══ TEXTO PROPORCIONADO ══

Leo en el blog del Patito Feo un interesante escrito sobre el ridículo humano, ante lo cual no he podido evitar rememorar mis más grandes actos de esa índole. Y aunque el abanico es amplio, el primero que me ha venido a la cabeza fue una autolesión que me impidió practicar cualquier tipo de deporte durante dos meses, a excepción del socorrido sillón-ball.
La cosa empezó con la boda de mi primo Ignacio, en la albaceteña localidad de La Roda. Ésta se iba a celebrar un sábado, con la peculiaridad de que yo empezaba la liga con mi equipo (La Mirada de Ulises) el día siguiente. Por lo tanto, y con el fin de comenzar de manera correcta el campeonato, quedé con mi tío en salir el domingo temprano (a las 9 de la mañana) rumbo a Madrid para llegar a tiempo (el partido daría comienzo a eso de la una de la tarde, por lo que había margen de sobra). Todo estaba debidamente planificado. ¿Todo? No.
Yo no contaba, dada mi inexperiencia en actos sociales de este tipo, con la barra libre que sigue al banquete, y una jauría de fieros cubatas de Cacique con Coca Cola, que era lo que bebía yo en aquella etílica época de mi vida, se aprovecharon de ello para hacer de mí lo que quisieron. El caso es que llegué a la habitación del hotel a eso de las cinco de la mañana, en un estado que podría definirse perfectamente como lamentable. Metí la llave en la cerradura como buenamente pude y entonces fui abducido. Sólo así podría explicarse que mi recuerdo siguiente a este hecho fue el de despertarme en la cama, en calzoncillos. El despertador estaba realizando su función, y una vez despierto pude comprobar sorprendido que había dormido con las luces de la habitación y del baño encendidas, así como la televisión, que estaba deleitando a los televidentes con un ameno y entretenido episodio de Magilla el gorila. Pero aún más sorprendido me quedé cuando pude comprobar que me había quitado las lentillas de manera correcta, acto que requiere de una gran precisión. Tras esto hice un intento (en vano) de meterme en la ducha, tal era aún mi estado. Creo que si en ese momento me hubieran (o hubiesen) acercado una cerilla al cuerpo, podría haberme inflamado como si de una queimada se tratara (o tratase).

═══
══ DATOS PROPORCIONADOS ══

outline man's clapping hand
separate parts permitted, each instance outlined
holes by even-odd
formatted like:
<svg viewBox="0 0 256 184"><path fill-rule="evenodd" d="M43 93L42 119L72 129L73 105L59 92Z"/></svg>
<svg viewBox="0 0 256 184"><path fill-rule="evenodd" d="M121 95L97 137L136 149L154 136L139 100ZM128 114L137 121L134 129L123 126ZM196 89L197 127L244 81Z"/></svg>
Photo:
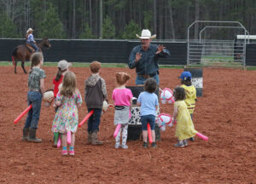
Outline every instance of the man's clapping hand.
<svg viewBox="0 0 256 184"><path fill-rule="evenodd" d="M162 52L164 49L166 49L166 47L164 47L164 45L160 44L157 48L157 51L155 53L155 55L160 54L160 52Z"/></svg>

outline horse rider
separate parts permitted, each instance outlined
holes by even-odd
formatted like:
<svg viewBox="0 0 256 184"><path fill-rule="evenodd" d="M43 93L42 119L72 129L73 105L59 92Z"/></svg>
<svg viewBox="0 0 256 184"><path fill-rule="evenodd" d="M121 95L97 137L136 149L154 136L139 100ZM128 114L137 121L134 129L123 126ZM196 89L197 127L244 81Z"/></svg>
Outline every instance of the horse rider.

═══

**ENUNCIADO DEL EJERCICIO 1**
Según el texto, ¿a qué hora del domingo se había acordado salir con el tío rumbo a Madrid?
**ENUNCIADO DEL EJERCICIO 2**
Resume el texto en dos oraciones.

**RESPUESTA CORRECTA 1**
A las 9 de la mañana.

**RESPUESTA CORRECTA 2**
Quien escribe recuerda un acto de ridículo que le impidió hacer deporte durante dos meses y que empezó con la boda de su primo Ignacio en La Roda, la víspera del inicio de la liga con su equipo. Tras la barra libre llegó al hotel a las cinco de la mañana en un estado lamentable, despertó en calzoncillos con las luces y la televisión encendidas, y ni siquiera logró meterse en la ducha.